Stored records
╔══

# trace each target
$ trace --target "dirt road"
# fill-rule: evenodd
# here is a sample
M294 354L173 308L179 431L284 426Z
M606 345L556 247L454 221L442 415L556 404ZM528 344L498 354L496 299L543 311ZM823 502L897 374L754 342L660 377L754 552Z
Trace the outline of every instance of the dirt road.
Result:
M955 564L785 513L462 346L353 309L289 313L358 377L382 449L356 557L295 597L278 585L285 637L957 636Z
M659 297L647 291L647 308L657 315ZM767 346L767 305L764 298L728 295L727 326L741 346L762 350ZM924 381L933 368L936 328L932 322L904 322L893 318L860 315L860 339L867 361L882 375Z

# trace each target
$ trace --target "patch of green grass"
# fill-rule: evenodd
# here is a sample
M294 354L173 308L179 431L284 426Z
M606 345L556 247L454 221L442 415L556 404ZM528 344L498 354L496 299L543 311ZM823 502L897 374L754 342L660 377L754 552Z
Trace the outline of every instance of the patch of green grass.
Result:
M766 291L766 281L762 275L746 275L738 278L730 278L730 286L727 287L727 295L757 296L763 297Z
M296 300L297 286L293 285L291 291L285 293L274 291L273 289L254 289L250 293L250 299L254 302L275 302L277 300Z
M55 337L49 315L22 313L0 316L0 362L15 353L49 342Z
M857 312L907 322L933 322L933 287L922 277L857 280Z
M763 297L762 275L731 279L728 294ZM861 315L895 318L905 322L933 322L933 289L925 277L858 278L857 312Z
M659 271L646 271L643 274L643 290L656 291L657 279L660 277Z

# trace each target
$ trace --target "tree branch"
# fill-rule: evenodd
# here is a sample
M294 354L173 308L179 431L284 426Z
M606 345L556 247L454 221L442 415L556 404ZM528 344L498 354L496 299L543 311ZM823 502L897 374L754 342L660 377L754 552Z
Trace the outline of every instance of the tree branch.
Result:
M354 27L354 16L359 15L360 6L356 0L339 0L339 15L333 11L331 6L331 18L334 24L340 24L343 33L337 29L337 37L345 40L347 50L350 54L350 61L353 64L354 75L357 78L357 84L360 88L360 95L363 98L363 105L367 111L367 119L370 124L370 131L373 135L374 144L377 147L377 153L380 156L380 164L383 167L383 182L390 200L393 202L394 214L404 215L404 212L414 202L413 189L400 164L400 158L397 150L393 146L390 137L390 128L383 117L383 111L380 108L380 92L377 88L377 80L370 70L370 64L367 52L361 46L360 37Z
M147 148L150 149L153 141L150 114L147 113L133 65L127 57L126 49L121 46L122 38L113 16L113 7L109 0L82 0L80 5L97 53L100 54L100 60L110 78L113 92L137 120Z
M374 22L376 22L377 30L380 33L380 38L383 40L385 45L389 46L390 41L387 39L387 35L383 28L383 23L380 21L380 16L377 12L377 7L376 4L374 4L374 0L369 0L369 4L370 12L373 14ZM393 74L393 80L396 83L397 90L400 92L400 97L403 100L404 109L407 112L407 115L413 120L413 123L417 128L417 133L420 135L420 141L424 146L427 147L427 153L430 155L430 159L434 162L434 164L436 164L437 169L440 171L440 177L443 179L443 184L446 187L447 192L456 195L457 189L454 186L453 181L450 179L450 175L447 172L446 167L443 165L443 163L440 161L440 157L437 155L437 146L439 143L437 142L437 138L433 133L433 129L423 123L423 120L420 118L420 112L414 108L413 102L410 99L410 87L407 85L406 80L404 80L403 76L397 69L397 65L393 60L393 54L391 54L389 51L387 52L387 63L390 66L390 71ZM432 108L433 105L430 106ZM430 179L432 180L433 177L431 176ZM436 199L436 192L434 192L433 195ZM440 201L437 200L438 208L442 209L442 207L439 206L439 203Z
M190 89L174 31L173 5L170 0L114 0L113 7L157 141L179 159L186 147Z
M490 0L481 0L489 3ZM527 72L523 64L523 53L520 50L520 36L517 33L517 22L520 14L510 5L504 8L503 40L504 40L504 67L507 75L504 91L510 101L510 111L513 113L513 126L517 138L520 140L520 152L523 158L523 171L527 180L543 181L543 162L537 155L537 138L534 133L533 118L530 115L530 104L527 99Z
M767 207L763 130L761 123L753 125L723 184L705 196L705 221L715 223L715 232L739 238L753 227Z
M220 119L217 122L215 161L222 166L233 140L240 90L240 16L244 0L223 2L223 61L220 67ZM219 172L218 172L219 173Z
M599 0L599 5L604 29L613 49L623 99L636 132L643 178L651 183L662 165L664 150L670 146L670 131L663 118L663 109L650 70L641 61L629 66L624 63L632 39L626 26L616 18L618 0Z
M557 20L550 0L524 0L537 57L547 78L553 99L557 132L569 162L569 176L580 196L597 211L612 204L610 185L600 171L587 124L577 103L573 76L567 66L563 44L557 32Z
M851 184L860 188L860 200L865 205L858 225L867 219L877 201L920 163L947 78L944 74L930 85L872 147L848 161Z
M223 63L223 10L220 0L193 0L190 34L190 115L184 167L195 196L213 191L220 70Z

╚══

▸ **REQUIRED ACTION**
Sift the data above for lines with "branch", then copy each one.

▸ **ANSWER SPACE**
$ trace --target "tree branch"
Trace the outline of every instance of the tree branch.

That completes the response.